Exercise material
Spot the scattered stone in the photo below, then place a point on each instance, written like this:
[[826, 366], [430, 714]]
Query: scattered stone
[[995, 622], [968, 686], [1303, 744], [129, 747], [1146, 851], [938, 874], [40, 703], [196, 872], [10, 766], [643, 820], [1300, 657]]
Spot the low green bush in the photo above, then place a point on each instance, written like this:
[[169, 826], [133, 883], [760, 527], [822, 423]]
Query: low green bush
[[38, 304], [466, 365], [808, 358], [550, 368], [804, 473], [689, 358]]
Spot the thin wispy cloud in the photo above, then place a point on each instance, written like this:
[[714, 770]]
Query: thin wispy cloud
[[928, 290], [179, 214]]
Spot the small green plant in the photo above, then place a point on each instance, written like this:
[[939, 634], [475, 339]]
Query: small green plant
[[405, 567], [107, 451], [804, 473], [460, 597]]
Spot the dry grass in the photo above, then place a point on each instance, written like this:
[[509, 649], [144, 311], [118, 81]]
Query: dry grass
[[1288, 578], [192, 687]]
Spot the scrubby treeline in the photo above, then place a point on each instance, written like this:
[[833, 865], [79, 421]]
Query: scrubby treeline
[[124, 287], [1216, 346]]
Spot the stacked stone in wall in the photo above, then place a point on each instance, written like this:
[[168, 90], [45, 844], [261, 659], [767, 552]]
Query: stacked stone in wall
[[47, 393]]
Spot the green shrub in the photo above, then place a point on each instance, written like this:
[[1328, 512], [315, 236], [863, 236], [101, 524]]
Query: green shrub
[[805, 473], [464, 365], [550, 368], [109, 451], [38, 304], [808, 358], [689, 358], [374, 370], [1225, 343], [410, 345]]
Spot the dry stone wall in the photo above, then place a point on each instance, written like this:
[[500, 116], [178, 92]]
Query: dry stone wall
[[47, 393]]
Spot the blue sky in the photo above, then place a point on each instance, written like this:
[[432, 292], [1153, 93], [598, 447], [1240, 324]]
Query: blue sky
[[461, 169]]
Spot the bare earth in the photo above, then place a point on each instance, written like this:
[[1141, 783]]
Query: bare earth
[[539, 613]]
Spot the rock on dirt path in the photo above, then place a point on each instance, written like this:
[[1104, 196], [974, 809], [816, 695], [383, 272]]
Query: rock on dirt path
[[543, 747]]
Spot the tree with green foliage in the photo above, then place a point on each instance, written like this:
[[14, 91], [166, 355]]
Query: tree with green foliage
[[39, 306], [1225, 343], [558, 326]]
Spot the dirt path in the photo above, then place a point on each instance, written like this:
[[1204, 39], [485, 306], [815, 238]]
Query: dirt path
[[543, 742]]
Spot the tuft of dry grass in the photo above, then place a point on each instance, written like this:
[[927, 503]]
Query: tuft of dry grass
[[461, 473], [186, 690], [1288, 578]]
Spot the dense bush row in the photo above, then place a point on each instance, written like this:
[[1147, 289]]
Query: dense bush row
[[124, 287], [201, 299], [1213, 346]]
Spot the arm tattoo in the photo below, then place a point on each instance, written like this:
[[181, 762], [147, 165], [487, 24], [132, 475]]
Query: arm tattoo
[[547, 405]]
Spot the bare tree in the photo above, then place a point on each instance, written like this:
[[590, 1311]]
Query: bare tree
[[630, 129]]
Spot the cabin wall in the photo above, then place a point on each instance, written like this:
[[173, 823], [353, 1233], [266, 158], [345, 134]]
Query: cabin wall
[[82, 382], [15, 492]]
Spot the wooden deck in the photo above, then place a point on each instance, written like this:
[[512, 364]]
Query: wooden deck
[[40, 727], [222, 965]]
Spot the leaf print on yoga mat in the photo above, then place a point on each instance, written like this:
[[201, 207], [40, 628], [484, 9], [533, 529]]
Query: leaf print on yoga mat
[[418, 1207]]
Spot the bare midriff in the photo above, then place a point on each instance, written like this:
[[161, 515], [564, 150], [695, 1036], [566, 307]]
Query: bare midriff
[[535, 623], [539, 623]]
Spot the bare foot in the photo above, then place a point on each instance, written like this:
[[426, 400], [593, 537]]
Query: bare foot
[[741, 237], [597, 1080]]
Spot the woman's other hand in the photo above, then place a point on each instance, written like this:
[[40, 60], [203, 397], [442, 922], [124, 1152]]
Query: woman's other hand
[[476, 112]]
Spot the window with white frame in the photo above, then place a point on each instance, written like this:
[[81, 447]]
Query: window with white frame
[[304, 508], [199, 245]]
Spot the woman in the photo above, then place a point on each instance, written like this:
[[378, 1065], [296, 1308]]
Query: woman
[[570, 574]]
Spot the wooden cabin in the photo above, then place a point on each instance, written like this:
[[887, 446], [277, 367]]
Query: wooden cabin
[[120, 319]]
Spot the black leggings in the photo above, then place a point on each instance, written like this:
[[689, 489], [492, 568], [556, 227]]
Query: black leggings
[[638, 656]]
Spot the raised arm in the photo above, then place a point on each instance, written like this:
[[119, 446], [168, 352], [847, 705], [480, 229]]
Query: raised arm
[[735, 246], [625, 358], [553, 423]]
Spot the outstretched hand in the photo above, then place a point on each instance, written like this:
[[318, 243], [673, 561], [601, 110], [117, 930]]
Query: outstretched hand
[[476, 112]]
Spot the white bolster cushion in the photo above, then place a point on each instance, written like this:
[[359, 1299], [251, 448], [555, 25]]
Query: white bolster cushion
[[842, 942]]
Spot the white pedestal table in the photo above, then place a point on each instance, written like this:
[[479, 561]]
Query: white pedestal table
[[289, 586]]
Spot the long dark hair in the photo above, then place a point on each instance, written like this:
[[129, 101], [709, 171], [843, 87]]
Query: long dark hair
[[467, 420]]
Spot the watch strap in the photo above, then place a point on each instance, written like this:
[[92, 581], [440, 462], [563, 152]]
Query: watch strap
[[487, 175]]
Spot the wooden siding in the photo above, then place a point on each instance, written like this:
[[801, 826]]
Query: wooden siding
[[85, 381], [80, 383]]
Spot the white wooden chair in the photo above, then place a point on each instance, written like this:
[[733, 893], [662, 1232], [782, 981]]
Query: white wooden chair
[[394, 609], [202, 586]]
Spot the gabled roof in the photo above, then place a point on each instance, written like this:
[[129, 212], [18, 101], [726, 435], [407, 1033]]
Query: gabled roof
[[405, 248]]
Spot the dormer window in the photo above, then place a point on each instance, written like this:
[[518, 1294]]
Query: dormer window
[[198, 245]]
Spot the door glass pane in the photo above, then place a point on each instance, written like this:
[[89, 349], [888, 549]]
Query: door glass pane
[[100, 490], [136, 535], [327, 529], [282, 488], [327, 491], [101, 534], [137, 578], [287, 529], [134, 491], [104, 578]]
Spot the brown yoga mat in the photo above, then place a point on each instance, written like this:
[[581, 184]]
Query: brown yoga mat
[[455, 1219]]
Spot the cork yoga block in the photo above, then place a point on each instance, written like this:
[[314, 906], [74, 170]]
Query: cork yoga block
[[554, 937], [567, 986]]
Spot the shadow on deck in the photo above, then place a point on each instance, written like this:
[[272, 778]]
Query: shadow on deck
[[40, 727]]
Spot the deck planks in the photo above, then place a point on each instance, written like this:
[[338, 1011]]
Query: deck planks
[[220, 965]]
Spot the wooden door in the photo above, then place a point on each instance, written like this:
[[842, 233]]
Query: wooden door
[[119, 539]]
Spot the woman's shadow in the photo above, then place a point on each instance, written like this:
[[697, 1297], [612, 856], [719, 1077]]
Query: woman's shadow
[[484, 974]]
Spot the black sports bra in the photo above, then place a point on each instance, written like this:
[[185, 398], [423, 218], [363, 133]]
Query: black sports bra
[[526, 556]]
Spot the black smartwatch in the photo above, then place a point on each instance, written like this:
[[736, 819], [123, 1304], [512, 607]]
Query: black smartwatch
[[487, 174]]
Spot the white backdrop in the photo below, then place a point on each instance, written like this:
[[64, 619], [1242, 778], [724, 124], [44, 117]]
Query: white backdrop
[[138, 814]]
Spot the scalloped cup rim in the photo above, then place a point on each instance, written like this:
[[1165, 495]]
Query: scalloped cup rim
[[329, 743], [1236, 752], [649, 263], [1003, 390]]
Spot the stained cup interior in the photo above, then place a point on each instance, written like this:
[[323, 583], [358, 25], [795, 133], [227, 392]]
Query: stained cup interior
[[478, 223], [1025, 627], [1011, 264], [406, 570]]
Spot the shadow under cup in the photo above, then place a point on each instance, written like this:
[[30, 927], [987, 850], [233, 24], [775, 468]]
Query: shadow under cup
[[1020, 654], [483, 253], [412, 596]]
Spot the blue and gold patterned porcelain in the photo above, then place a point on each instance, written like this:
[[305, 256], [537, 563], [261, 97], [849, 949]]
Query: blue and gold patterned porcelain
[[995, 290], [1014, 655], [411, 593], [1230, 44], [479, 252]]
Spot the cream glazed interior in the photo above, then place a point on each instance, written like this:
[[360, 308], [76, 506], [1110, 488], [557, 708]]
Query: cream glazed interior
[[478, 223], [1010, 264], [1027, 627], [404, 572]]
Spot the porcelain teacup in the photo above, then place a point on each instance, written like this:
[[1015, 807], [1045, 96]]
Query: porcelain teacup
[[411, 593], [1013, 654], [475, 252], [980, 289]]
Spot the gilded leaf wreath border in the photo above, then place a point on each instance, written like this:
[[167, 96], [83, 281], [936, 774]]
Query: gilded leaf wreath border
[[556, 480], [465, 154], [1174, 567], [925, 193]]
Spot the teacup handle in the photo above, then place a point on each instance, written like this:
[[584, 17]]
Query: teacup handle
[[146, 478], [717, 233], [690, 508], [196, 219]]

What needs to be done
Please retype the listing word for word, from its first line through the line containing "[[826, 366], [430, 714]]", and add nothing else.

Reply to the exercise
Spot the scattered stone in the photo below, then place a point on each instance, written like this:
[[826, 366], [430, 714]]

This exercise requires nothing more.